### 抜粋文 ###

ノミやマダニをつけたわんちゃん・猫ちゃんの来院が増えています。
ペットの犬猫がノミやマダニに感染すること自体は昔からありました。
ですが、近年、ペットの犬猫がノミやマダニに感染することが、かなり危険な状況になってきました。
マダニの感染が特に危険です。
マダニは、人間や動物を吸血して、多くの病原体を媒介します。
その中でも近年、SFTS(重症熱性血小板減少症候群)と呼ばれる病気が注目されています。

SFTSは、とても怖いウイルス性の人獣共通感染症です。
人の病気としてのSFTSは、特に高齢者で致死率が高く、西日本を中心に毎年10人前後の死者が出ています。(高齢者の致死率30%)
ペットの犬猫にもこのウイルスは感染しSFTSを発症します。

### 提供資料 ###

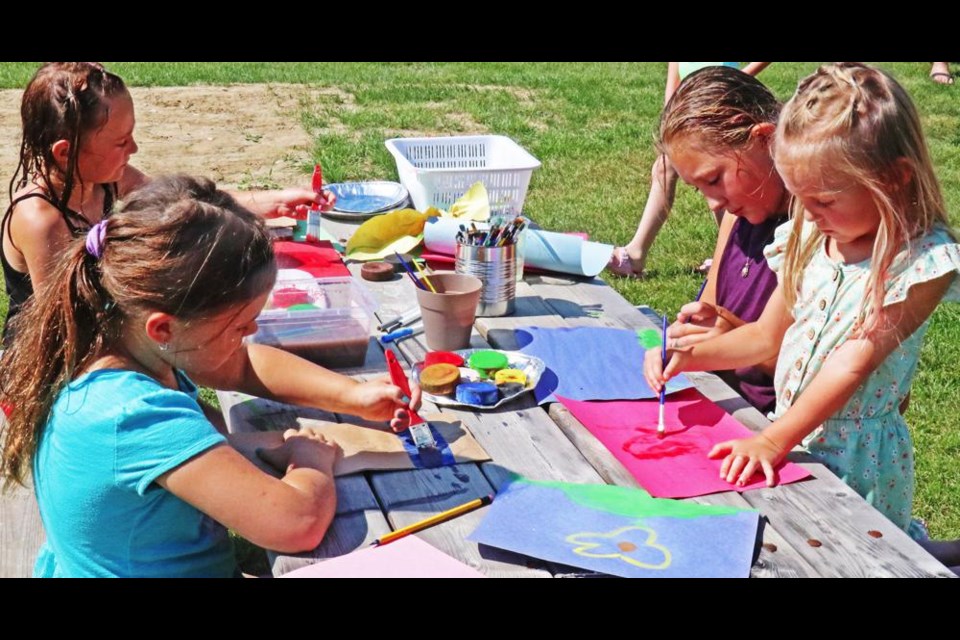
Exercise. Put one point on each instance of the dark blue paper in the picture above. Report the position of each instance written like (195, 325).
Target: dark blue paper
(590, 363)
(624, 533)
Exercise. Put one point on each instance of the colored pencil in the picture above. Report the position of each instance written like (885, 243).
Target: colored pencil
(434, 519)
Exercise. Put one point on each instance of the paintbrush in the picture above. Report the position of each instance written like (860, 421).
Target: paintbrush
(419, 429)
(662, 430)
(410, 272)
(423, 275)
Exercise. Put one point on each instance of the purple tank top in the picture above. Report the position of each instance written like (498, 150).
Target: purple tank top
(744, 284)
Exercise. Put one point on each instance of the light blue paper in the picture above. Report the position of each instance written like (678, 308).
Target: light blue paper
(547, 250)
(620, 531)
(590, 363)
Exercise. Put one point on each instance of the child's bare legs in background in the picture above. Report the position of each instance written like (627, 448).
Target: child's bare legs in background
(940, 73)
(630, 260)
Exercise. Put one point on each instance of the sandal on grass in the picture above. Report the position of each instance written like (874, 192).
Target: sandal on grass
(621, 265)
(942, 78)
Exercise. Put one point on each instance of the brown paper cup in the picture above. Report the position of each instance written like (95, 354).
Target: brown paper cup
(448, 315)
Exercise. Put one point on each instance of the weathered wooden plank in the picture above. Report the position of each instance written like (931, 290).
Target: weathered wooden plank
(775, 556)
(530, 311)
(522, 439)
(830, 525)
(358, 523)
(21, 532)
(410, 496)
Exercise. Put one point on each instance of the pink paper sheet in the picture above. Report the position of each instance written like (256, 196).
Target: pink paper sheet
(677, 466)
(408, 557)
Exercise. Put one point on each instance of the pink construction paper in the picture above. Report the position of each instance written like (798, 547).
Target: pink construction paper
(408, 557)
(676, 466)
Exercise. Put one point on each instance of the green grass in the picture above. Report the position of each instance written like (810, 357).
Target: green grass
(592, 125)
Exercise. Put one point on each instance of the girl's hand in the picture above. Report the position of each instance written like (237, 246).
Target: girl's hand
(653, 369)
(381, 400)
(303, 448)
(295, 202)
(747, 456)
(696, 322)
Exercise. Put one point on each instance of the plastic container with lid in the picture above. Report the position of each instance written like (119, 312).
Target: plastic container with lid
(325, 320)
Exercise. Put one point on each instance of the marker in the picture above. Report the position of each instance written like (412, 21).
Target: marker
(400, 334)
(419, 429)
(661, 430)
(449, 514)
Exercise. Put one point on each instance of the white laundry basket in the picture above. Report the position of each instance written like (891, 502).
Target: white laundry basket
(437, 171)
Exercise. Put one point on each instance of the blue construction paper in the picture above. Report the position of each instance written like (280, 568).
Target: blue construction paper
(590, 363)
(651, 537)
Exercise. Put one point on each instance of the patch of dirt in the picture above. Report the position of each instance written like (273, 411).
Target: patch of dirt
(237, 135)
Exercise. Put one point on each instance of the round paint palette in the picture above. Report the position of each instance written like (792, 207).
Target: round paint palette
(531, 366)
(362, 200)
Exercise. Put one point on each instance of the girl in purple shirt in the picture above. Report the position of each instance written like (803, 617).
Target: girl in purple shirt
(716, 131)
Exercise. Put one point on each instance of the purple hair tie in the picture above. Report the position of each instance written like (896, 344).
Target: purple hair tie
(95, 239)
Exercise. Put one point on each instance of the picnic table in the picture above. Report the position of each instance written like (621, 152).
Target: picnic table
(817, 527)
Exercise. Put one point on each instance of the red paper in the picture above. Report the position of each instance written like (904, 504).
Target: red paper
(676, 466)
(319, 259)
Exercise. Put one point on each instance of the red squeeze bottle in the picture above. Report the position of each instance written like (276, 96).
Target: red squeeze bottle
(317, 184)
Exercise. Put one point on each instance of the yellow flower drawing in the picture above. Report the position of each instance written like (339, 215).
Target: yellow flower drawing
(621, 544)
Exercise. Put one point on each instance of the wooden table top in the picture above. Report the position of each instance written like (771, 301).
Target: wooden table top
(818, 527)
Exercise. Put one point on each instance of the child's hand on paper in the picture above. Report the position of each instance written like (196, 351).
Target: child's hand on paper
(380, 399)
(747, 456)
(303, 448)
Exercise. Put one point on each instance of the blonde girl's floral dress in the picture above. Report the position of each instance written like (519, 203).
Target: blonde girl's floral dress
(867, 443)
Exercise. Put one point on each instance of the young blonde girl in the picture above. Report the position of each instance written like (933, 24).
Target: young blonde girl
(78, 136)
(866, 259)
(131, 477)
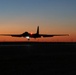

###

課題: ノミやマダニとSFTSについての抜粋文によると、高齢者におけるSFTSの致死率は何%ですか。

解答: 30%です。